Written problem » Pull out every line of the rows below that contains the string "sleeved", and copy each one in full. Case counts.

▼

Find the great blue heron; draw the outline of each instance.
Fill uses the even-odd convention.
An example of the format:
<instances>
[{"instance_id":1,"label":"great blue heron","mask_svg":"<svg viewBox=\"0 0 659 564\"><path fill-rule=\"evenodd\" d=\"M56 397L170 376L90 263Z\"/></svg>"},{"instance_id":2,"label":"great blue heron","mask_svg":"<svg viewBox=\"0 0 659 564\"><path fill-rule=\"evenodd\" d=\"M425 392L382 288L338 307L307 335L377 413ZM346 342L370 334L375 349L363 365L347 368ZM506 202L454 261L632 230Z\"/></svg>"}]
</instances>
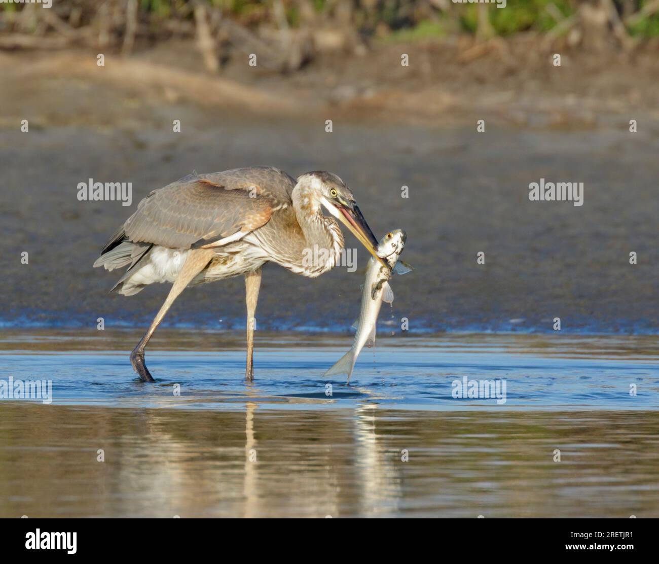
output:
<instances>
[{"instance_id":1,"label":"great blue heron","mask_svg":"<svg viewBox=\"0 0 659 564\"><path fill-rule=\"evenodd\" d=\"M324 216L322 208L333 217ZM330 172L308 172L296 180L272 167L237 168L190 174L149 194L94 263L108 270L130 265L111 290L124 296L154 282L173 282L130 354L142 381L155 381L144 362L144 347L183 289L241 274L247 304L245 377L252 380L261 267L270 261L310 277L329 270L344 244L335 218L384 265L353 193Z\"/></svg>"}]
</instances>

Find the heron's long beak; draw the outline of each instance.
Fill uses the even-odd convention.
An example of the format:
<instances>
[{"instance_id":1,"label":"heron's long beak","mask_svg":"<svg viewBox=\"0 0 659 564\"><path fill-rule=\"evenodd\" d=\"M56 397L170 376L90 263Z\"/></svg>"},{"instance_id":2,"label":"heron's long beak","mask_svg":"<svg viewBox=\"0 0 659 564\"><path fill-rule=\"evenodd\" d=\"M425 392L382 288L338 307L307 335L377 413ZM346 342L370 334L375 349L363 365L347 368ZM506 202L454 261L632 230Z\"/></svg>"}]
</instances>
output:
<instances>
[{"instance_id":1,"label":"heron's long beak","mask_svg":"<svg viewBox=\"0 0 659 564\"><path fill-rule=\"evenodd\" d=\"M338 216L339 220L352 232L357 239L366 247L366 250L372 255L376 260L384 266L389 267L384 259L378 256L376 252L376 247L378 246L378 239L375 238L373 232L368 227L368 224L364 219L359 208L356 205L351 208L345 206L338 206L339 211L341 214Z\"/></svg>"}]
</instances>

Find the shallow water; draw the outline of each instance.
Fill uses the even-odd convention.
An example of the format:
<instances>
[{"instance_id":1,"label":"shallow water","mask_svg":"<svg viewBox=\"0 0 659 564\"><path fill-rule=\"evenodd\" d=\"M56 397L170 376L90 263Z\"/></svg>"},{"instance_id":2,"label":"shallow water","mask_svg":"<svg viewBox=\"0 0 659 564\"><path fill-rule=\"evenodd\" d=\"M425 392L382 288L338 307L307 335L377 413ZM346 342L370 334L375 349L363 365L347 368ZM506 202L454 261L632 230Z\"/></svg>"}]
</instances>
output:
<instances>
[{"instance_id":1,"label":"shallow water","mask_svg":"<svg viewBox=\"0 0 659 564\"><path fill-rule=\"evenodd\" d=\"M0 336L0 380L54 396L0 402L0 517L659 513L656 338L383 338L346 387L346 338L262 334L246 385L237 340L165 332L149 385L133 336ZM465 376L505 403L452 398Z\"/></svg>"}]
</instances>

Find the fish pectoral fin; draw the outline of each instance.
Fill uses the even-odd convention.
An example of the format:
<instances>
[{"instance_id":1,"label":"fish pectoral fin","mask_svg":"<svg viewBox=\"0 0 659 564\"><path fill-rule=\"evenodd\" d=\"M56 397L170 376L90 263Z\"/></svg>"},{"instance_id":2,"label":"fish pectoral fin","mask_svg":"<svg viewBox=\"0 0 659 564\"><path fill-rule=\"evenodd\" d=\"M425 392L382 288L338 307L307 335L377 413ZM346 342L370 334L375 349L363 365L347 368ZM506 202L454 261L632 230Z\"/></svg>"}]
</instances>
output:
<instances>
[{"instance_id":1,"label":"fish pectoral fin","mask_svg":"<svg viewBox=\"0 0 659 564\"><path fill-rule=\"evenodd\" d=\"M411 265L408 264L405 261L399 261L396 263L395 266L391 268L391 272L396 274L407 274L413 270Z\"/></svg>"},{"instance_id":2,"label":"fish pectoral fin","mask_svg":"<svg viewBox=\"0 0 659 564\"><path fill-rule=\"evenodd\" d=\"M371 329L370 333L368 334L368 337L366 338L366 342L364 344L364 346L368 348L372 348L375 346L375 325L373 325L373 329Z\"/></svg>"}]
</instances>

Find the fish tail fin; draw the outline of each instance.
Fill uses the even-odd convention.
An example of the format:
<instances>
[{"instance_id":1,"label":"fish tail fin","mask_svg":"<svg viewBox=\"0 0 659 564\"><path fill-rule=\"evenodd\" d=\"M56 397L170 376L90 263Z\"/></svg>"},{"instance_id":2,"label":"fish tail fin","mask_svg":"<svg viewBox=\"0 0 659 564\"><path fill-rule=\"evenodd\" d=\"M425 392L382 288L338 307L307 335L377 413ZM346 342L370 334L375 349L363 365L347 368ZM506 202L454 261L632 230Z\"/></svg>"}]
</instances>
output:
<instances>
[{"instance_id":1,"label":"fish tail fin","mask_svg":"<svg viewBox=\"0 0 659 564\"><path fill-rule=\"evenodd\" d=\"M333 376L335 374L347 374L348 378L350 378L353 374L353 369L355 368L356 361L357 358L355 356L355 354L353 352L353 350L351 349L339 358L336 363L326 372L324 375Z\"/></svg>"}]
</instances>

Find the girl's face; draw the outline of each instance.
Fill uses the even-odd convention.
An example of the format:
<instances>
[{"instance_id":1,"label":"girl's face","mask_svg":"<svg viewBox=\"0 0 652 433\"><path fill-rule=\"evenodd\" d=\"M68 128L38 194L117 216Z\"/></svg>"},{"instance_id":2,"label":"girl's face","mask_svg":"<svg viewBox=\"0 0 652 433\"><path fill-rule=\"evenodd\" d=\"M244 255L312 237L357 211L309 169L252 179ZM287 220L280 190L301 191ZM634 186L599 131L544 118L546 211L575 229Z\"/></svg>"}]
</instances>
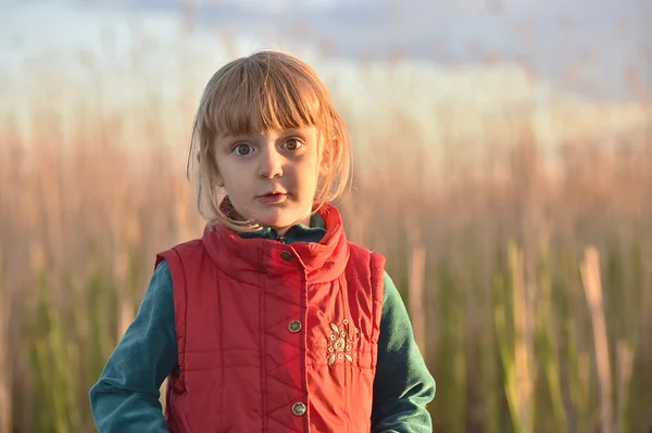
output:
<instances>
[{"instance_id":1,"label":"girl's face","mask_svg":"<svg viewBox=\"0 0 652 433\"><path fill-rule=\"evenodd\" d=\"M308 225L318 177L326 171L318 144L314 126L218 138L217 168L236 211L279 234Z\"/></svg>"}]
</instances>

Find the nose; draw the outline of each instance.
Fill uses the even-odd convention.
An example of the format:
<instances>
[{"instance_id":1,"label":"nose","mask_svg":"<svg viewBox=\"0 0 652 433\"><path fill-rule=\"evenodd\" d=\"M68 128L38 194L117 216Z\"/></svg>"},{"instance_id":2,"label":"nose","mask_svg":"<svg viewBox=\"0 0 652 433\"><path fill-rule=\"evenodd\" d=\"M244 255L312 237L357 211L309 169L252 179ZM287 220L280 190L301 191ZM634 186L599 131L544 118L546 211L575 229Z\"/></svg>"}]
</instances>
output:
<instances>
[{"instance_id":1,"label":"nose","mask_svg":"<svg viewBox=\"0 0 652 433\"><path fill-rule=\"evenodd\" d=\"M275 147L271 148L262 152L259 169L259 176L268 179L283 176L283 155Z\"/></svg>"}]
</instances>

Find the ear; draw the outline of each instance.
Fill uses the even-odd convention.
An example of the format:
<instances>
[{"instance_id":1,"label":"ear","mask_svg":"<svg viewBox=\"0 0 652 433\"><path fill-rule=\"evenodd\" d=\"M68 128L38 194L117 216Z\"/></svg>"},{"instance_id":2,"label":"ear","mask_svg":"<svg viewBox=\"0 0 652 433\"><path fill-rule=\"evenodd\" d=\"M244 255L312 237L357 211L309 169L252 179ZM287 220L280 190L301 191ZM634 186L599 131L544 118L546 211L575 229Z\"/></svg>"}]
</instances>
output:
<instances>
[{"instance_id":1,"label":"ear","mask_svg":"<svg viewBox=\"0 0 652 433\"><path fill-rule=\"evenodd\" d=\"M337 138L333 139L333 142L329 147L325 147L322 151L322 160L319 162L319 177L326 177L333 170L333 165L339 158L339 140Z\"/></svg>"}]
</instances>

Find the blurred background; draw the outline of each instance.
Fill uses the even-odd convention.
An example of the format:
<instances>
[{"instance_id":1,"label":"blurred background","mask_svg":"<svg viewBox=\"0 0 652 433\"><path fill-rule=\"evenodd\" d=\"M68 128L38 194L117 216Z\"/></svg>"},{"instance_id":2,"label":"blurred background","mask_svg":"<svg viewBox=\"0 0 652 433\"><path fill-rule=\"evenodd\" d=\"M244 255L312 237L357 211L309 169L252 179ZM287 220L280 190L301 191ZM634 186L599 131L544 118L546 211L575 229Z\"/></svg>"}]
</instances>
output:
<instances>
[{"instance_id":1,"label":"blurred background","mask_svg":"<svg viewBox=\"0 0 652 433\"><path fill-rule=\"evenodd\" d=\"M0 1L0 432L93 432L154 254L201 234L210 76L284 49L355 148L436 432L652 429L649 0ZM647 311L647 313L645 313Z\"/></svg>"}]
</instances>

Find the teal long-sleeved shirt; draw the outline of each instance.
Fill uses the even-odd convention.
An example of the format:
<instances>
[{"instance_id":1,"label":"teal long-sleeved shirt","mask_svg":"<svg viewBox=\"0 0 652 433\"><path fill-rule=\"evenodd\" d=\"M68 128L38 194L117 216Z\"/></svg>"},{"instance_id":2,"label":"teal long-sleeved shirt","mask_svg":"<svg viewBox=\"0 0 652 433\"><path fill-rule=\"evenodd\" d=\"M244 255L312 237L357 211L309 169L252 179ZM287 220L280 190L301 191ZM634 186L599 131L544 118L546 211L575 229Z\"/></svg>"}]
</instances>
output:
<instances>
[{"instance_id":1,"label":"teal long-sleeved shirt","mask_svg":"<svg viewBox=\"0 0 652 433\"><path fill-rule=\"evenodd\" d=\"M318 242L325 233L321 218L311 227L294 226L286 242ZM266 228L242 237L275 239ZM168 432L160 403L160 387L178 368L172 275L162 262L152 276L134 322L90 389L90 406L100 433ZM372 432L429 433L426 405L435 397L430 375L414 341L401 296L385 273L385 295L374 382Z\"/></svg>"}]
</instances>

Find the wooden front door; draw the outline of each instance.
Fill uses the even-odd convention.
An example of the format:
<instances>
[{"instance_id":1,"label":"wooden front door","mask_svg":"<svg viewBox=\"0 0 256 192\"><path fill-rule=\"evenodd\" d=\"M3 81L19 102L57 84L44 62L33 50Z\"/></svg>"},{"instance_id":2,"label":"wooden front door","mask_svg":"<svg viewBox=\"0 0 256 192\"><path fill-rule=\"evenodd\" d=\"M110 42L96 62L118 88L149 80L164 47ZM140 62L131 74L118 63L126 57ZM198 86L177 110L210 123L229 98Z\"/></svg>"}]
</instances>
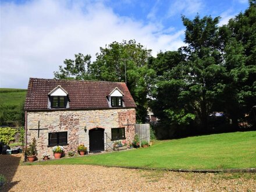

▲

Final result »
Find the teal long-sleeved shirt; draw the outline of each instance.
[{"instance_id":1,"label":"teal long-sleeved shirt","mask_svg":"<svg viewBox=\"0 0 652 433\"><path fill-rule=\"evenodd\" d=\"M68 128L38 194L117 216Z\"/></svg>"},{"instance_id":2,"label":"teal long-sleeved shirt","mask_svg":"<svg viewBox=\"0 0 652 433\"><path fill-rule=\"evenodd\" d=\"M244 255L312 237L357 211L309 169L252 179ZM287 220L280 190L301 191ZM634 186L599 131L544 118L546 211L575 229Z\"/></svg>"}]
[{"instance_id":1,"label":"teal long-sleeved shirt","mask_svg":"<svg viewBox=\"0 0 652 433\"><path fill-rule=\"evenodd\" d=\"M318 242L325 233L321 218L311 227L294 226L286 242ZM266 228L242 237L275 239ZM168 432L160 403L160 387L178 368L172 275L162 262L152 276L134 322L90 389L90 406L100 433ZM372 432L429 433L426 405L435 397L430 375L414 341L401 296L385 273L385 295L374 382Z\"/></svg>"}]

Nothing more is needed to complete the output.